## Set of tasks:
- 1) In the Synced review, list every thing a Runner goes out into the remains of the world to look for.
- 2) Reproduce the passage of the Synced review starting at "Release Date" and ending at "good motions, mind.".

-- Start Text shown --

Synced review

by on September 18, 2023
Details
 
Release Date

September 8, 2023

 

Synced is a game a little at odds with itself. On the one hand it offers a really exciting gameplay loop that sees you fighting alongside huge nanomachines with gameplay reminiscent of the excellent Astral Chain. But on the other hand its static, looter-shooter world never changes or evolves based on anything you do. Because there’s no real campaign story to follow, a lot of it just feels like you’re going through the motions. But they’re pretty good motions, mind.

In Synced, the world has been overrun and decimated by nanomachines. Humanity is all but gone, with the rich and privileged buggering off to live in floating cities and leaving the rest to fend for themselves. As a Runner, your job is to head out into the remains of the world and look for information, data, resources and – the intro movie promises – answers. The actual answers are pretty light on the ground though. There’s plenty of lore to be found, but you’re never building towards taking back the Earth or defeating a big bad nemesis. You’re just going out and shooting things, looting things and then escaping.

-- End Text shown --
-- Start Supplied material --

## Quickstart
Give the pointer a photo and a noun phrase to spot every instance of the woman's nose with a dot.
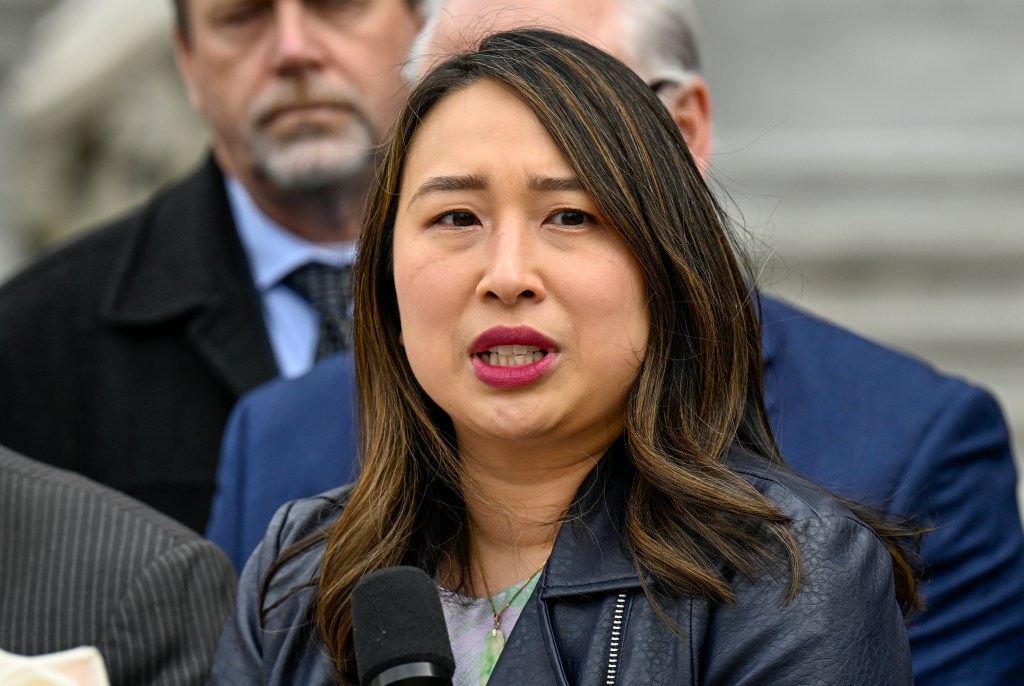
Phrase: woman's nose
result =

-- End Supplied material --

## Solutions to the exercise:
- 1) information, data, resources, answers

- 2)
Release Date

September 8, 2023

 

Synced is a game a little at odds with itself. On the one hand it offers a really exciting gameplay loop that sees you fighting alongside huge nanomachines with gameplay reminiscent of the excellent Astral Chain. But on the other hand its static, looter-shooter world never changes or evolves based on anything you do. Because there’s no real campaign story to follow, a lot of it just feels like you’re going through the motions. But they’re pretty good motions, mind.